WHAT IS EXPECTED:
Starting with the line that contains "of the headlight", reproduce each line through the end of the listing below, with no other output.

SUPPLIED INFORMATION:

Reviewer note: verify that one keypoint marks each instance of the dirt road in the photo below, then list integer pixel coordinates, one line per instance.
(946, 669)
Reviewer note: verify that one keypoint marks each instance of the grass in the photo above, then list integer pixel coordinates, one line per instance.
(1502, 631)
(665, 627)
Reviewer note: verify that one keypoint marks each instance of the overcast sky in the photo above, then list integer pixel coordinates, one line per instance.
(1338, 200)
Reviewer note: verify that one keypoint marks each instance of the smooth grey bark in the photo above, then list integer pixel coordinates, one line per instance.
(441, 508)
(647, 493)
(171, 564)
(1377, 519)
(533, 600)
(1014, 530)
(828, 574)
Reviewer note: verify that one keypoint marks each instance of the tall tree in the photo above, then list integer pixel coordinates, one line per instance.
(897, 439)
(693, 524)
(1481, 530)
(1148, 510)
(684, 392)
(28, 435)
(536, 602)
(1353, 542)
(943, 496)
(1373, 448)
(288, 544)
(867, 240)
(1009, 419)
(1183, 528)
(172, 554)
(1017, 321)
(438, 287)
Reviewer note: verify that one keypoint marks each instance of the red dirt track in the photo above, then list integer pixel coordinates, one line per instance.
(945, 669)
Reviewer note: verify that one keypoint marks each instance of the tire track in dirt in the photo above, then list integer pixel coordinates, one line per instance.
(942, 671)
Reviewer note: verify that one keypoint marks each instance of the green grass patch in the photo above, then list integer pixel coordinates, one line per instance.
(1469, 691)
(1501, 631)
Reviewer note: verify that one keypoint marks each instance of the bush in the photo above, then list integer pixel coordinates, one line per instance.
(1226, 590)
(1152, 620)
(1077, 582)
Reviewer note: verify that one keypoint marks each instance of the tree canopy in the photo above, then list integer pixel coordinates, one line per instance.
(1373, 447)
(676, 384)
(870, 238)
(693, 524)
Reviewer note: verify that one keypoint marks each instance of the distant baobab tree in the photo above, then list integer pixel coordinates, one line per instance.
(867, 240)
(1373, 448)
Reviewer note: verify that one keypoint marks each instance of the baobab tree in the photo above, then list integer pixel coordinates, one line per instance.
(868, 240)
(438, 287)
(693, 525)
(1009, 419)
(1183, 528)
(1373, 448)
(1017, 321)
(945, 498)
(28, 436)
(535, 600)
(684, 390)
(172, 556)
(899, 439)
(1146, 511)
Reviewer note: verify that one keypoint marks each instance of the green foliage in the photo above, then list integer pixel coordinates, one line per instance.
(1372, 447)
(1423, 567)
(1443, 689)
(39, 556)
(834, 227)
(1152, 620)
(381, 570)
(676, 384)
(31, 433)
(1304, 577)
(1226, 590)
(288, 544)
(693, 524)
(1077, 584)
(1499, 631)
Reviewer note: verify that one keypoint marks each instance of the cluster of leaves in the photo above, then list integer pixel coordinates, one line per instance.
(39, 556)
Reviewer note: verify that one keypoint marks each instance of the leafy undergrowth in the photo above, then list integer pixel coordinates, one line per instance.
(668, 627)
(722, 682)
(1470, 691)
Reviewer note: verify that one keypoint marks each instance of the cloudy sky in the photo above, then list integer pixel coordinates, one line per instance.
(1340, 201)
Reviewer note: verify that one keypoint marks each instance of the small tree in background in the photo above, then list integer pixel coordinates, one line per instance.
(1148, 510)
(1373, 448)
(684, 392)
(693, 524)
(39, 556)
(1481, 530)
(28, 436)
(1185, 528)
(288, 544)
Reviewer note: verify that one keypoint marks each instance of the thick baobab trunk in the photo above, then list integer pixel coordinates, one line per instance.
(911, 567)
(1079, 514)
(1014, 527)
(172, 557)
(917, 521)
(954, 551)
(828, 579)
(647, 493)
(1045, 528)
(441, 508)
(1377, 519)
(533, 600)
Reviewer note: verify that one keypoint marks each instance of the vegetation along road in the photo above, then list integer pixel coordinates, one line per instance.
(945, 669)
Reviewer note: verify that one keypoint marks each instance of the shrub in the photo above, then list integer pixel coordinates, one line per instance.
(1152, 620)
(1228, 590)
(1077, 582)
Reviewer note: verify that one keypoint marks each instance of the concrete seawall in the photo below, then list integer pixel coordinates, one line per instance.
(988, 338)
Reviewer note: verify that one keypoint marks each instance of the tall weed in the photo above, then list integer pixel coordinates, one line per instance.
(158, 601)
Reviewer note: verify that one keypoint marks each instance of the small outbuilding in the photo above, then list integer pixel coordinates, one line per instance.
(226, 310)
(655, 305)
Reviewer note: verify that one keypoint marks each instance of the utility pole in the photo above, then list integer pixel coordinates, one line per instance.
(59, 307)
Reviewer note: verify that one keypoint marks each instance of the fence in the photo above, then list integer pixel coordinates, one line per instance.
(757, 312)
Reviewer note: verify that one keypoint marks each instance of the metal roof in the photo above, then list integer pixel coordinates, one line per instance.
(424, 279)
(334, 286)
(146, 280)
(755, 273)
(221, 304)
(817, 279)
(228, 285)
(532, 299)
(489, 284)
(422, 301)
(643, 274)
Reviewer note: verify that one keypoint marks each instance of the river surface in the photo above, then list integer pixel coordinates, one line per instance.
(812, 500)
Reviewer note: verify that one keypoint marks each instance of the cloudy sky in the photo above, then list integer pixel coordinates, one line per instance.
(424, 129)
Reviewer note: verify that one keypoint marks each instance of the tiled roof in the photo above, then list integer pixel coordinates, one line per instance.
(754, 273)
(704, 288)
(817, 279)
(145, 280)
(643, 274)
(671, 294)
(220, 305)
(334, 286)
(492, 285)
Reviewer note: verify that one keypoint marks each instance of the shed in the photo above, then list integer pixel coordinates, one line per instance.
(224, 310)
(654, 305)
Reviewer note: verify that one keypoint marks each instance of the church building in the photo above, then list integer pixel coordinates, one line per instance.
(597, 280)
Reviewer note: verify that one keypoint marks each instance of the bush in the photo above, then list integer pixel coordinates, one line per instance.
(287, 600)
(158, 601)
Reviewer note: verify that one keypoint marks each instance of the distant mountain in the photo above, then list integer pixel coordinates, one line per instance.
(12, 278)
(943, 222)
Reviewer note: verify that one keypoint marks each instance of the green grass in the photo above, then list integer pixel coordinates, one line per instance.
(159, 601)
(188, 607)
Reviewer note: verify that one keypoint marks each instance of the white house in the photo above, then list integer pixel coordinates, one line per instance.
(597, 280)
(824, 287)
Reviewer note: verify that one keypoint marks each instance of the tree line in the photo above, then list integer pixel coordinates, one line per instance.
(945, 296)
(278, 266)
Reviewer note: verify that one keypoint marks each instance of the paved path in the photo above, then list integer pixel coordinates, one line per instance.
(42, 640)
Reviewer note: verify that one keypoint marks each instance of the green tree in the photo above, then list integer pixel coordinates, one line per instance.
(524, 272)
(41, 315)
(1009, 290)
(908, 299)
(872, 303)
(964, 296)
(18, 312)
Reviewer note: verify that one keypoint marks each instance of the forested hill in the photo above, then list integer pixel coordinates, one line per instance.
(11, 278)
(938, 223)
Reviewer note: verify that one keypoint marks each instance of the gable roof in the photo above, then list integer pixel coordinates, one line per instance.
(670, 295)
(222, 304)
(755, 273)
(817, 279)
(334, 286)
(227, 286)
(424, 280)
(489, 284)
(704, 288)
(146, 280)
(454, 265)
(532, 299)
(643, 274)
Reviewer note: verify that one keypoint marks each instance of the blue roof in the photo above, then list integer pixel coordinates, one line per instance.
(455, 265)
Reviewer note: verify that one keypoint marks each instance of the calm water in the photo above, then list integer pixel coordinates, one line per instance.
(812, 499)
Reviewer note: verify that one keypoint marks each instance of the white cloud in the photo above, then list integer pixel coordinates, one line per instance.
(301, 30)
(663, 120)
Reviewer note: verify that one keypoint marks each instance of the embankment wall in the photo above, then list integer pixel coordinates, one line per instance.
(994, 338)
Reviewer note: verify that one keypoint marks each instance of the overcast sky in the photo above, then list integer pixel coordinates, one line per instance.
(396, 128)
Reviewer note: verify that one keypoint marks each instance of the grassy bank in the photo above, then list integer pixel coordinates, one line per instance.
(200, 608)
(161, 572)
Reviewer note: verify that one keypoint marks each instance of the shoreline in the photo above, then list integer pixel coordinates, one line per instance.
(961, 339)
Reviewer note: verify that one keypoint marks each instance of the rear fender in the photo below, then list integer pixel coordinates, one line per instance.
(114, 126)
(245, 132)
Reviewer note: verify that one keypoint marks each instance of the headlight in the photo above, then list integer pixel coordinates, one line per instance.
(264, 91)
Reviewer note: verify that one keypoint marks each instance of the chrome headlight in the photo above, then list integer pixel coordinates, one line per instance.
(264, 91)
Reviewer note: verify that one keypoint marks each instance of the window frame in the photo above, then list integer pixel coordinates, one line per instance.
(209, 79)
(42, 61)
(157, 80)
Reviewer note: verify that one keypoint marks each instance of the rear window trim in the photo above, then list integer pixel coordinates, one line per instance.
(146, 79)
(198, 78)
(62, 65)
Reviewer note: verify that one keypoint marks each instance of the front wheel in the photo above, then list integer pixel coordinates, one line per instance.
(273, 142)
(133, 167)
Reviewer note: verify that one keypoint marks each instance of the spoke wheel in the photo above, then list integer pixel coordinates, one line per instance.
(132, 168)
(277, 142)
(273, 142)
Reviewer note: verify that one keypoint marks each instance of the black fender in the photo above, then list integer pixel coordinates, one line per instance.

RIGHT ANSWER:
Reviewer note: verify that one keypoint marks each instance of the headlight in the photo above, then list integer pixel coordinates, one line per instance.
(264, 91)
Reviewer note: verify that one keypoint marks each instance of the chrome headlight in the photo above, then list integer pixel coordinates, one line per instance.
(264, 91)
Reviewer note: verify that one keypoint marks each instance of the window frame in the photo above, then list integer pixel coordinates, one line per instance.
(209, 79)
(42, 61)
(157, 80)
Reviewer note: verify that one keypoint marks each instance of the rear window trim in the photo above, then list integer pixel coordinates, one line per instance.
(146, 79)
(198, 78)
(62, 65)
Reviewer note: verify that one keypoint marks each instance of the front wheel in the photo above, then list integer pixel coordinates, one line per instance.
(273, 142)
(133, 167)
Reviewer note: verify that one keypoint marks each instance of the spoke wheel in the photo above, then list integer pixel coordinates, one line per instance.
(132, 168)
(277, 142)
(273, 142)
Reviewer note: verify that one keypoint marks each instance of the black fender in the photo above, then list integer pixel coordinates, one line per instance.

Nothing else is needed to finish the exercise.